- [Opdrachtomschrijving]:
Kun je de regels hieronder, vanaf de regel met "Exercise. Point out every instance of the white shorts" tot en met de regel met "x=181, y=314", opmaken als genummerde lijst zonder lege regels?

(Regels uit een dataset voor het aanwijzen van objecten)
_ _ _ _

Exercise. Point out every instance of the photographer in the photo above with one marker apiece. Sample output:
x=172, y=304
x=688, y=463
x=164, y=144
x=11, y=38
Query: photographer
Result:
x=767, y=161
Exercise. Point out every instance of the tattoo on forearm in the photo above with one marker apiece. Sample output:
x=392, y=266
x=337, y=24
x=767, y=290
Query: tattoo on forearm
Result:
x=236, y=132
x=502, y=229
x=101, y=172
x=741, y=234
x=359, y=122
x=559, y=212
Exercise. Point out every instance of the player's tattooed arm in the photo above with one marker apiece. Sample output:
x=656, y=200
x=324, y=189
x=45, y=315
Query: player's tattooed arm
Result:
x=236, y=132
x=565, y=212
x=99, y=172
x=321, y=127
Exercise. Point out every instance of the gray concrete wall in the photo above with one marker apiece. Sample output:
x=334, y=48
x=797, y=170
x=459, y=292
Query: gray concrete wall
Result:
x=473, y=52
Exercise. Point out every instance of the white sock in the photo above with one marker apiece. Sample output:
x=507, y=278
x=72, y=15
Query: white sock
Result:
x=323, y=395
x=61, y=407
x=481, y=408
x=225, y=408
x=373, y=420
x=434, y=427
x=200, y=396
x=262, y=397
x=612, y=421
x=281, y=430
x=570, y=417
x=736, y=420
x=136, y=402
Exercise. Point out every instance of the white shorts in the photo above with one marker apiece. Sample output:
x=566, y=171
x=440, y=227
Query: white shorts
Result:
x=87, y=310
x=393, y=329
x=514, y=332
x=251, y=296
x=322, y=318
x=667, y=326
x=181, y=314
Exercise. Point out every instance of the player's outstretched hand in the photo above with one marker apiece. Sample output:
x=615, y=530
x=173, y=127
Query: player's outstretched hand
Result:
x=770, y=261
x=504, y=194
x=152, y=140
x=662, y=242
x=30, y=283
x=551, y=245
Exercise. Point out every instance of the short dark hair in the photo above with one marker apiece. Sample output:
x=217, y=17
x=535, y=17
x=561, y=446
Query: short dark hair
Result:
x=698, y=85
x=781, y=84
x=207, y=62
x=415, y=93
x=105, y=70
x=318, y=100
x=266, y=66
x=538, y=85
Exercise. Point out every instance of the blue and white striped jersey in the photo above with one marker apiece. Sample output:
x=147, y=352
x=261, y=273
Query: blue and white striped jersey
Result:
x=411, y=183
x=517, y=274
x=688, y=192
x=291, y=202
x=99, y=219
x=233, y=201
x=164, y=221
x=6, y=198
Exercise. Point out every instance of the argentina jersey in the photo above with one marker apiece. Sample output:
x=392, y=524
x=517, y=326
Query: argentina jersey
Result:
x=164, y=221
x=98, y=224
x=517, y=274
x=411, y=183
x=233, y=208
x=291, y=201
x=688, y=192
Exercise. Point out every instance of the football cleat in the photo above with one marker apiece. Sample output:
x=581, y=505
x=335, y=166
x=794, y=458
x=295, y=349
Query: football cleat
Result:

_ _ _ _

- [Antwoord]:
1. Exercise. Point out every instance of the white shorts in the photo above with one marker apiece. Sample output:
2. x=566, y=171
3. x=440, y=227
4. Query: white shorts
5. Result:
6. x=87, y=310
7. x=393, y=329
8. x=514, y=332
9. x=251, y=296
10. x=322, y=318
11. x=667, y=326
12. x=181, y=314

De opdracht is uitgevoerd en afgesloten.